CONSIGNE:
Relevez toutes les personnes désignées par leur prénom et leur nom dans l'extrait consacré aux verres dans la restauration.

===== EXTRAIT SOURCE =====

De plus, comme dans beaucoup de secteurs, la premiumisation joue un rôle clé. Le « made in France » est alors scruté par les acheteurs, tandis que la solidité constitue un atout de taille pour certains restaurateurs. Achat indispensable dans un établissement CHR, les verres sont un secteur d’entrée important pour les verriers. « Nous nous sommes rendu compte que bien souvent nos nouveaux clients commencent par l’achat de verres dans leurs premières commandes. Ce sont des produits abordables et qui sont souvent réassortis », détaille selon Mathieu Franck. Les restaurateurs ont alors le choix entre différents tarifs et gammes, selon les fournisseurs. Cela passe par les plus solides (au design indémodable), les plus accessibles (aux lignes tendances) ou encore des formes vertigineuses, tout en finesse, mais qui risque la casse au moindre déséquilibre.

Un élément de décoration

Striés, ciselés, vintage, loin des célèbres gobelets de la marque Duralex, en 2023, les verres se parent de leurs plus beaux atouts. « Nous avons une forte demande de la part des professionnels qui recherchent des produits créatifs », explique Nicolas Bigot. Selon lui, les verres ne sont plus perçus comme de simples contenants mais bien comme des éléments qui apportent « de la richesse sur une table ». Tandis que les vaisselles colorées et teintées d’une âme artisanale se multiplient, les verres dépareillés colonisent les services. « On voit beaucoup de mélange de styles », argumente le directeur commercial de La Rochère. Des produits qui participent à l’identité d’un établissement et que le consommateur découvre dès son installation en salle. « Lorsque l’on arrive au restaurant, bien souvent il y a uniquement des verres sur la table. C’est un bon moyen de se différencier », explique Clémentine Camus, cheffe de produit verrerie pour le groupe Arc.

===== DONNÉES PRÉSENTÉES =====

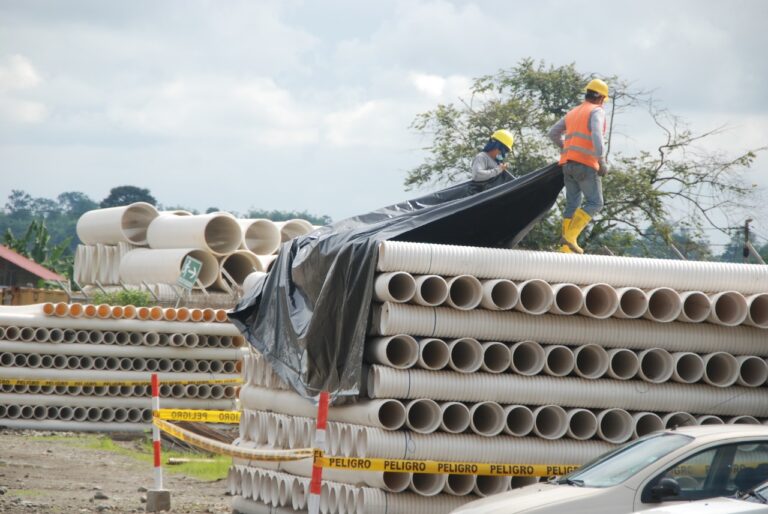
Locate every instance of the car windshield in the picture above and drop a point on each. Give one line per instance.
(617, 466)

=====
===== DONNÉES PRÉSENTÉES =====

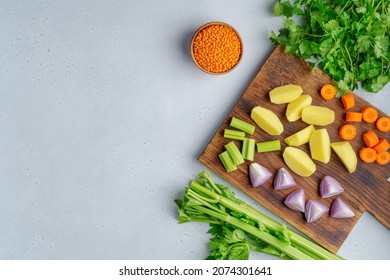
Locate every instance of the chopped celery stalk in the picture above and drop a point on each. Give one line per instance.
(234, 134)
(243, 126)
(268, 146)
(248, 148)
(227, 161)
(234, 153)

=====

RÉPONSE FINALE:
Mathieu Franck, Nicolas Bigot, Clémentine Camus